All that should appear is the run of lines from the one containing "Practice. Pick out the mountain" through the end of the records, each repeated exactly.

(Information shown):
--

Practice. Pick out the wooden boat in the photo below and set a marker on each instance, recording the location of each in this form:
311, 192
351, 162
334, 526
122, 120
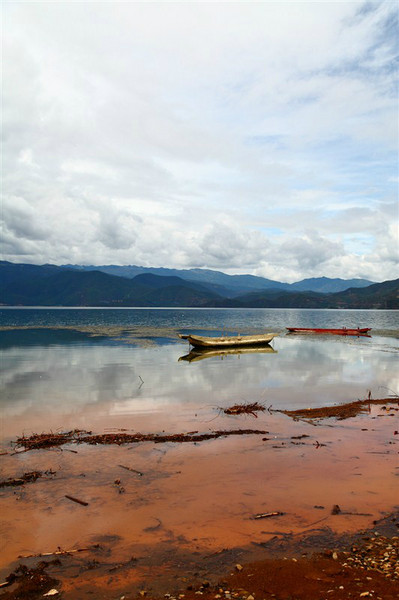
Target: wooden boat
341, 331
201, 353
226, 341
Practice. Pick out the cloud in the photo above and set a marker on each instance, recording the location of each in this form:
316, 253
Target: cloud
196, 134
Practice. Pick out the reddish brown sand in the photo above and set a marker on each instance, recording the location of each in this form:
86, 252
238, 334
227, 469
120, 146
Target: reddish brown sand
184, 513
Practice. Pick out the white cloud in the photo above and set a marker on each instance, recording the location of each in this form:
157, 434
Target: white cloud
202, 134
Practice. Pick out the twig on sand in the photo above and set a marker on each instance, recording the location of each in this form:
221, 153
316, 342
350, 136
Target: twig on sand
82, 502
276, 513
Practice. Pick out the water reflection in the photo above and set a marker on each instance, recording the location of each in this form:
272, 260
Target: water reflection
89, 374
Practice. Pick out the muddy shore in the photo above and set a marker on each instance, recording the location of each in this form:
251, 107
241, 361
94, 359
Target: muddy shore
304, 505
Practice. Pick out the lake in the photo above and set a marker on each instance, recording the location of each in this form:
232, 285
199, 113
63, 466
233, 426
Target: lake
126, 370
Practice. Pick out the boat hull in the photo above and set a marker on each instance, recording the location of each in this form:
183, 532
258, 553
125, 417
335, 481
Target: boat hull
342, 331
241, 341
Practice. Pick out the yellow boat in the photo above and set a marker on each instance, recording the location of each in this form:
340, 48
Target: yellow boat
201, 353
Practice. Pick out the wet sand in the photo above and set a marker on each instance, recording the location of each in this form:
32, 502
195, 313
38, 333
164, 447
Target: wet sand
182, 514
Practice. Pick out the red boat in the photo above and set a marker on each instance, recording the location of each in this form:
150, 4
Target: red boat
342, 331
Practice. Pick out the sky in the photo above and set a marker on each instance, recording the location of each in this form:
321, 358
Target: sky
243, 137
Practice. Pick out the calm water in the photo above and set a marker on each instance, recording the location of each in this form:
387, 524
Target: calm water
57, 377
197, 318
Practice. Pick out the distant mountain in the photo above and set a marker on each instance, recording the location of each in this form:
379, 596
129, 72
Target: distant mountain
378, 295
50, 285
230, 285
69, 287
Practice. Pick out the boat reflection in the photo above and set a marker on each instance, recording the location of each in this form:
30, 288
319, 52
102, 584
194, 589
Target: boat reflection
199, 354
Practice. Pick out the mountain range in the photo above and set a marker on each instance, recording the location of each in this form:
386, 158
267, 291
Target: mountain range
113, 285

--

(Result of this task):
Practice. Pick out the mountain range in the photo above and set a marker on each instance, recording the location of each in this form:
386, 158
267, 291
Target: mountain range
113, 285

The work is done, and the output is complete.